* SUPPLIED TEXT *
____

Understanding and Improving How People Use Maps
Where are We?: Pedagogical Strategies
The pedagogical strategies embedded within the "Where are We?" curriculum are as follows:
- Introduce children to the language of maps by beginning with an area which is large enough to provide the complexity of an authentic adult's map (i.e. bigger than a classroom or a single school building), but small enough to be graspable by a child (i.e. small enough to walk across in 10 minutes).
- Introduce children to the power of maps by simulating situations in which a map has obvious practical utility: e.g. getting from one place to another, figuring out where you are when you are lost, planning how to improve the nighttime illumination in a park.
- Have children use maps in both of their major roles: as a tool for navigation, and as a tool for organizing spatial information.
- Leave the explicit "teaching" (i.e. explaining aspects of the map language, modeling good map-using strategies, guiding discussions of lessons learned) in the hands of the classroom teacher. Provide the concepts and words necessary to do such teaching through a detailed Teachers' Guide.
- Use learning technology to set up situations in which children must 'translate' between map and place, and between place and map, hundreds of times over the course of the curriculum.
- Avoid questions or tasks which children can answer or solve entirely within the frame of reference of the map, without consideration of the characteristics of the underlying place.
- Use learning technology to set up situations where children can try things out, and make mistakes safely.

____

* STATED PROBLEM 1 *
Filter the records below down to the lines that contain the string "bicycle", and copy each of those lines. Case counts.

____

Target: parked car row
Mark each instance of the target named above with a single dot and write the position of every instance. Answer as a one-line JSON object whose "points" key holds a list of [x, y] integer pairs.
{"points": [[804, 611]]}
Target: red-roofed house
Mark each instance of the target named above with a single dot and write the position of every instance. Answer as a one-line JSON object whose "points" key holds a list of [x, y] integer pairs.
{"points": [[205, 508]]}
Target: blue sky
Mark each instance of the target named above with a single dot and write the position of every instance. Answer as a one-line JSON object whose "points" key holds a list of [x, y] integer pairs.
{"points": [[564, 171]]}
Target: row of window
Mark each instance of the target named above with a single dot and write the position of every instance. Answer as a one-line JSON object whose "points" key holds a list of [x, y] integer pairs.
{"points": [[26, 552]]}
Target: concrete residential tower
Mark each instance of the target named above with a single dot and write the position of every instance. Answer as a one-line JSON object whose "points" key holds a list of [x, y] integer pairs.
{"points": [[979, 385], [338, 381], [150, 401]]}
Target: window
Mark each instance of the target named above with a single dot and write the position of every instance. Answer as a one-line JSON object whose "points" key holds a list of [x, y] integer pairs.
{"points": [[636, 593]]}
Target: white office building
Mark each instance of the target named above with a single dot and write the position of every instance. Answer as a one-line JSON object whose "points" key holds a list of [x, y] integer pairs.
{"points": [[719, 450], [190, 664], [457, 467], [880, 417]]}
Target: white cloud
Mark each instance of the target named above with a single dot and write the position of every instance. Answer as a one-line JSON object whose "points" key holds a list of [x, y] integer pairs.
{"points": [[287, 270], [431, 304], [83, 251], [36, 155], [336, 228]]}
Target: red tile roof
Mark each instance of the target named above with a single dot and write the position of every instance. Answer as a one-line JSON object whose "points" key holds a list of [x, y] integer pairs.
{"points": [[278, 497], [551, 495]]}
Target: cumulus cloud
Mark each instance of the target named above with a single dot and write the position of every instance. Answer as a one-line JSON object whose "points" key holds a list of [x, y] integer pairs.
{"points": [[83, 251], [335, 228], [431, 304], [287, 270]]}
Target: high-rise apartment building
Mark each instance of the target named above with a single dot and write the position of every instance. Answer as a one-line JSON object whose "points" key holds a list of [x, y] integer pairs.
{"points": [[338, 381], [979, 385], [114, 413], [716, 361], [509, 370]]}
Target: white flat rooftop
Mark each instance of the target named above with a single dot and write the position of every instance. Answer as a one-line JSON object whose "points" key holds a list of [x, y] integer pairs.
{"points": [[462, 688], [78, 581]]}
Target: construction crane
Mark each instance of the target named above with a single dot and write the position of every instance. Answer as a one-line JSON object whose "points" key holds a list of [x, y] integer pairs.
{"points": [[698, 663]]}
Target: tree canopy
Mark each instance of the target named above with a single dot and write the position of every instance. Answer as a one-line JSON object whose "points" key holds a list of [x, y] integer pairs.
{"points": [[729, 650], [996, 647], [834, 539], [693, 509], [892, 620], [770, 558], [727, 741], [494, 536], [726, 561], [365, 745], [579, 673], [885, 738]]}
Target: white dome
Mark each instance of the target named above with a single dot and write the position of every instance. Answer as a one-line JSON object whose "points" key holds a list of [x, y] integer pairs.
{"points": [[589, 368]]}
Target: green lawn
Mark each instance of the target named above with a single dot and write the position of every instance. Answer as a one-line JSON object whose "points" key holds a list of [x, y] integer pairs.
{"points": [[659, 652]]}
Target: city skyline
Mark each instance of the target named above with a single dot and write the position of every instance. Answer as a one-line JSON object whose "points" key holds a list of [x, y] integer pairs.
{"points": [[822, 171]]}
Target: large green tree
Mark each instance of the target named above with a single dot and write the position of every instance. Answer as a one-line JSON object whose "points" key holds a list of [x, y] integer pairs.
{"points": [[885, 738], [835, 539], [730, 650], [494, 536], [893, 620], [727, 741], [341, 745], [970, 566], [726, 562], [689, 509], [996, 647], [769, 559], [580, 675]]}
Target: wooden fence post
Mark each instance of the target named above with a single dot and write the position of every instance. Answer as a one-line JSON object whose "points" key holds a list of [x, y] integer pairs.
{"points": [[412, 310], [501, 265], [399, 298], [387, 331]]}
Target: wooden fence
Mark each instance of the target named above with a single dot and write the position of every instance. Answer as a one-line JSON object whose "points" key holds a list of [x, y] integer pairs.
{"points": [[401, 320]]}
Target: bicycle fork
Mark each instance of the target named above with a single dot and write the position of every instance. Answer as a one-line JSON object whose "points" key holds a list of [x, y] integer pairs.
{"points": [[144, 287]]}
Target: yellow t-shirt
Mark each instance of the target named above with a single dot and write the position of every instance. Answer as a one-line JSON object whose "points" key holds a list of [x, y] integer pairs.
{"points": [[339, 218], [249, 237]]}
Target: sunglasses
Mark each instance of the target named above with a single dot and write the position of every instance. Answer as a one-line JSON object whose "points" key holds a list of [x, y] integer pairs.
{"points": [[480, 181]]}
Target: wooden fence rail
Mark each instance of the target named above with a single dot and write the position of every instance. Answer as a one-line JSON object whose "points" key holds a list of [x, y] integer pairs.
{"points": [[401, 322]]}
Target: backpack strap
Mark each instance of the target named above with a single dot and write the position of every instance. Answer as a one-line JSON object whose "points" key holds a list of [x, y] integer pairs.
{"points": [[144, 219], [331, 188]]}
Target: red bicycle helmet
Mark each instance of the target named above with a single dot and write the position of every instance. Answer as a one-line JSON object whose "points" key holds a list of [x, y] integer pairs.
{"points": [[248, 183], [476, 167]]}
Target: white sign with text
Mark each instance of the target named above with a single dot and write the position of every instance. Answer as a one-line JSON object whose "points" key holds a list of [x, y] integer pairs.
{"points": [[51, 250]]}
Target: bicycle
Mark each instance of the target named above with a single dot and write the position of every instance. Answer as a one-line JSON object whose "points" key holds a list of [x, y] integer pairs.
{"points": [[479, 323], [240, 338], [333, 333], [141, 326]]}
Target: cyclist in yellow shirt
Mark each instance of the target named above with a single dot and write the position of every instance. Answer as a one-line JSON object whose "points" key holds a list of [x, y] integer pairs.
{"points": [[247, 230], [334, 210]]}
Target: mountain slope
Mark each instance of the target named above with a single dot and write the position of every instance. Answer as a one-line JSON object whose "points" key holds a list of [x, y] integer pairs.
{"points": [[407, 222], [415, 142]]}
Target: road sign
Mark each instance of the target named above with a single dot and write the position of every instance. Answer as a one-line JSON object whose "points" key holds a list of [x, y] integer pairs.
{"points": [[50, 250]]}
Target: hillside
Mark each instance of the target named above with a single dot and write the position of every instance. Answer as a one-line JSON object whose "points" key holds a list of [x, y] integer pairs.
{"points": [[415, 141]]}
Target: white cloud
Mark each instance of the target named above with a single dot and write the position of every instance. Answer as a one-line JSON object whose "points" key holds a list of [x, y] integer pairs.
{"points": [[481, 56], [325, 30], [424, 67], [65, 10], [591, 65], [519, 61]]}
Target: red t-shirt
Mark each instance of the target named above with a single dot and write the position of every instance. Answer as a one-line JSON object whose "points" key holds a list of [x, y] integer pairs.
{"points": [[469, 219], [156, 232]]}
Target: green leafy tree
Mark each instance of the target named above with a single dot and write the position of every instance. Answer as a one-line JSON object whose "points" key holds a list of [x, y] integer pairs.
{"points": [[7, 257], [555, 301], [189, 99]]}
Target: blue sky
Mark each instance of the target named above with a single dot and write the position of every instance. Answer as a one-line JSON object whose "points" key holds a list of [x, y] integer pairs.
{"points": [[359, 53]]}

____

* STATED PROBLEM 2 *
According to the map-teaching strategies above, what size should the first area children map be, measured by walking time?

* FULL OUTPUT 1 *
Target: bicycle fork
Target: red bicycle helmet
Target: bicycle

* FULL OUTPUT 2 *
Small enough to walk across in 10 minutes.